Point localization data
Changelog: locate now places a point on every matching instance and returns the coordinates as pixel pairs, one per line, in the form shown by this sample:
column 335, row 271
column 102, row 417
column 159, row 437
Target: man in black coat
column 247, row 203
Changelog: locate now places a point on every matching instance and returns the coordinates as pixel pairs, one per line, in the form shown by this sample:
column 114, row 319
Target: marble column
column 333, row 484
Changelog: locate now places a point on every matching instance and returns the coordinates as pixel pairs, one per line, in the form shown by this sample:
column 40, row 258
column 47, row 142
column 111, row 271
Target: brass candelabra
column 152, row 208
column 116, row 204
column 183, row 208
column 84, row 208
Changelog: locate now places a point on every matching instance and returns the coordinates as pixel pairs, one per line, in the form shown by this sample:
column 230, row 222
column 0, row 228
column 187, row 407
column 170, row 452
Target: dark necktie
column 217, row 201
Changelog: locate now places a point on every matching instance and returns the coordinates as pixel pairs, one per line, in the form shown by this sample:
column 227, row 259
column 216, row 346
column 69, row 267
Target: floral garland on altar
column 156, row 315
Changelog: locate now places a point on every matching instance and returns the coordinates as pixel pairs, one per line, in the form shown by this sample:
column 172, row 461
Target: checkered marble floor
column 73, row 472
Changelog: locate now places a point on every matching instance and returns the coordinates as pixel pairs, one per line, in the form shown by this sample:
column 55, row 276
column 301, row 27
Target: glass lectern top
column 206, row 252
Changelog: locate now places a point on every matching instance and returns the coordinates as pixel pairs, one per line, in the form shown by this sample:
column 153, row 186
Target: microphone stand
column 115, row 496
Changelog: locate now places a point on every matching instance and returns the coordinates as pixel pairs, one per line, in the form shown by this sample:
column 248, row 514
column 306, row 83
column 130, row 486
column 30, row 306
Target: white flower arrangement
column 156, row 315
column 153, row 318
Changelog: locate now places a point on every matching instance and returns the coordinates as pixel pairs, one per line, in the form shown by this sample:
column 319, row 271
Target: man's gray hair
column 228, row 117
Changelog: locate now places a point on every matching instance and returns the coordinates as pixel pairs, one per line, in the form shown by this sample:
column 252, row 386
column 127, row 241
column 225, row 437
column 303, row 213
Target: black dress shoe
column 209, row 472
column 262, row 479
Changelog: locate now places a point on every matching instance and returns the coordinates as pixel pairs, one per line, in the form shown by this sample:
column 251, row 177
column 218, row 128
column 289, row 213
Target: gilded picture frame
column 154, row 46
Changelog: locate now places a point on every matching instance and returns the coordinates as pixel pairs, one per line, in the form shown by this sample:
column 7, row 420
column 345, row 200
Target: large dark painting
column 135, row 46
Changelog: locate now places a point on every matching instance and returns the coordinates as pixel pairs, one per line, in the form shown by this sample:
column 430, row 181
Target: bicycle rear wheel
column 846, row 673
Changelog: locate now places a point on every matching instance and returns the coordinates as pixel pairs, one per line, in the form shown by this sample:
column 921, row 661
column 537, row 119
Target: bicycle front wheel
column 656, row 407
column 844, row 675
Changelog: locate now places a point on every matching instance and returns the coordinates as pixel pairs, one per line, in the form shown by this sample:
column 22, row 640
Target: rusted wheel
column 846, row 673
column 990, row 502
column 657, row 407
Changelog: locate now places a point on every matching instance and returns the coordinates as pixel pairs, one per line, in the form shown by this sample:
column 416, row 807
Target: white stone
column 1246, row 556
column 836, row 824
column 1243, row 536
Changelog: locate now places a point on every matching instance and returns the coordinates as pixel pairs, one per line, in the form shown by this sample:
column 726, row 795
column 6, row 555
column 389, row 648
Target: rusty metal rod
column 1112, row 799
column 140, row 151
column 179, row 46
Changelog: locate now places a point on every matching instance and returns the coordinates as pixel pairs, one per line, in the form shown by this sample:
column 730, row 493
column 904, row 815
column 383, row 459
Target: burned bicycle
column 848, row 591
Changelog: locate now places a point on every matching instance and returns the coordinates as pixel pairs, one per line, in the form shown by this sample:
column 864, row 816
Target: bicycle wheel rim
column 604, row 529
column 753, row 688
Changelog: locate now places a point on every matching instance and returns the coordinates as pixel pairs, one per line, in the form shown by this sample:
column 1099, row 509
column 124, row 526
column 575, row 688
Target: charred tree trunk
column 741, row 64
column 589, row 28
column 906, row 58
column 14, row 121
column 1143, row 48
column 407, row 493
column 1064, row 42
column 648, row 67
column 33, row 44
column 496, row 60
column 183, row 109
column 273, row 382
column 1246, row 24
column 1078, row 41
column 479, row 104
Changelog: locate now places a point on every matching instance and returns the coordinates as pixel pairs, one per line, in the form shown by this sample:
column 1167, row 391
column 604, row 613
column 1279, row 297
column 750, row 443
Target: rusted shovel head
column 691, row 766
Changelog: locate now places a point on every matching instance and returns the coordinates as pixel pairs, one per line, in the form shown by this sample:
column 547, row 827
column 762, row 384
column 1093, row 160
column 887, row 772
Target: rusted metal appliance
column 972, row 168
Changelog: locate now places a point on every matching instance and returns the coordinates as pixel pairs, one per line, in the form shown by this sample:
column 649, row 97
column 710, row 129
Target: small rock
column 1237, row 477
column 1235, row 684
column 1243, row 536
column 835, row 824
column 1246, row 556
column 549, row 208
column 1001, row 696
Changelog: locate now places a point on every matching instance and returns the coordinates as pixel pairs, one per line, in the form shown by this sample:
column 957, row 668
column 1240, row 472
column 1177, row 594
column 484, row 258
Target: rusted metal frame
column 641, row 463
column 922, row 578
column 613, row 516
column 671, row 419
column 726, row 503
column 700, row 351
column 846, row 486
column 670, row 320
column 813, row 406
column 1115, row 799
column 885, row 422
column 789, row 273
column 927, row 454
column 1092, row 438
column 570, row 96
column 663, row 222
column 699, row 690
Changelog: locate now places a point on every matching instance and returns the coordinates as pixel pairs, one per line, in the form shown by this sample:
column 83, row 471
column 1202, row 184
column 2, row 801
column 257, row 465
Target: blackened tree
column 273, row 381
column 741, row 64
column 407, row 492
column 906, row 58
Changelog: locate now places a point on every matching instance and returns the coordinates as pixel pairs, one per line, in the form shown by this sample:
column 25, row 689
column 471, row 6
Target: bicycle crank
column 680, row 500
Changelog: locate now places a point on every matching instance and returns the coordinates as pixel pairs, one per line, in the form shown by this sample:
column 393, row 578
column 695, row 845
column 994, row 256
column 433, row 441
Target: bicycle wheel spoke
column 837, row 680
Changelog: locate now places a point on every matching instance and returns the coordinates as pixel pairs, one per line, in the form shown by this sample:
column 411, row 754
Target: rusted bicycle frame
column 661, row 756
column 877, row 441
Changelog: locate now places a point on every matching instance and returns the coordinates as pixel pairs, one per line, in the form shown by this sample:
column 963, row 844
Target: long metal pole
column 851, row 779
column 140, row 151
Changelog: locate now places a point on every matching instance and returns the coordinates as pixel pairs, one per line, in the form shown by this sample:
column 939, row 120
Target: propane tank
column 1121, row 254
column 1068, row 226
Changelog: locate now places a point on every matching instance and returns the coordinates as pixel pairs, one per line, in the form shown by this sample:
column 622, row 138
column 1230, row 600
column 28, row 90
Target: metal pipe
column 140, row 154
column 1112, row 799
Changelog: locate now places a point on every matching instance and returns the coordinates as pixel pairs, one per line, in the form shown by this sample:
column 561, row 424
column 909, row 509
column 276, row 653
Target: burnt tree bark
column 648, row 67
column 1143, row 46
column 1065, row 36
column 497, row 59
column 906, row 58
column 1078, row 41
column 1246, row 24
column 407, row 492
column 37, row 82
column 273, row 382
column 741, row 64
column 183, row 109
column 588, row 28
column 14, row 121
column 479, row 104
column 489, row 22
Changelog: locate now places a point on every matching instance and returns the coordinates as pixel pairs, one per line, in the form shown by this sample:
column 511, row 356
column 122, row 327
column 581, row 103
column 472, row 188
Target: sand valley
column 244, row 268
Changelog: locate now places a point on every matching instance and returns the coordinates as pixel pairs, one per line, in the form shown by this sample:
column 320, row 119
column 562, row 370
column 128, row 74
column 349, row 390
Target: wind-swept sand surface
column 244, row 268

• [About this exercise]
Repeat the entries above verbatim, but only from the line that has "column 251, row 177" down to the line that has "column 537, row 119", inclusive.

• [Response]
column 251, row 177
column 218, row 128
column 289, row 213
Target: gilded picture frame
column 154, row 46
Changelog: locate now places a point on every matching instance and returns the coordinates as pixel pairs, one per line, in the form shown by this sample:
column 7, row 420
column 345, row 200
Target: large dark painting
column 135, row 46
Changelog: locate now places a point on every matching instance and returns the coordinates as pixel pairs, one per line, in the form shown by this sample:
column 430, row 181
Target: bicycle rear wheel
column 846, row 673
Changelog: locate now places a point on every matching instance and returns the coordinates as pixel pairs, one per line, in the form shown by this sample:
column 921, row 661
column 537, row 119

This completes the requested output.